Continue the account of the family's ride on the Mickelson Trail from the point where it stops.
* begin Extracted text *
As we had breakfast at our cabin on day two, we awaited the passing of the hundred or so riders on the annual 114 mile Mickelson Trail Trek which just happened to be the same weekend. By the time we got packed up and ready to ride the 32 miles planned for day two, the first trail trekkers pedaled by from the south on their final day of riding. Heading in the opposite direction from the trekkers, we enjoyed waving and smiling to each person as we passed. We saw young kids and families, mountain bikes and cruisers, riders decked out in colorful cycling jerseys and others in skirts or jeans.

“Mom, did you see that?” exclaimed Flynn, as he pointed to a woman who looked to be in her 80s and was riding a vintage cruiser bike with a wicker basket and leaving a trail of dust in her speedy wake. I shamelessly reminded the kids of this woman’s amazing energy later in the day when they were whining about being too tired to pedal any further.
* end Extracted text *
* begin Recorded information *
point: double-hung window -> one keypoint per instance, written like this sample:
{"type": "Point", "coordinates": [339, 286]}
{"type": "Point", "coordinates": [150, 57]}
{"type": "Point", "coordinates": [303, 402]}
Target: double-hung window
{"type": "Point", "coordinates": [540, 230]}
* end Recorded information *
▶ [Task response]
In a short while we arrived in tiny Rochford, where we visited the Moonshine Gulch Saloon, known for its storied history and eclectic decorations consisting of ball caps and business cards stapled to every inch of the ceiling. We were there too early for their famous burgers, so we ate a snack at the quaint Rochford “Mall.” From there it was several long slow uphills and breezy downhills into Hill City. Once checked into our hotel, we visited Teddy Bear Town, a house packed to the brim with stuffed animals of every type and size from all over the world, most donated by visitors. Many other attractions such as riding the steam-powered 1880 train await families in Hill City.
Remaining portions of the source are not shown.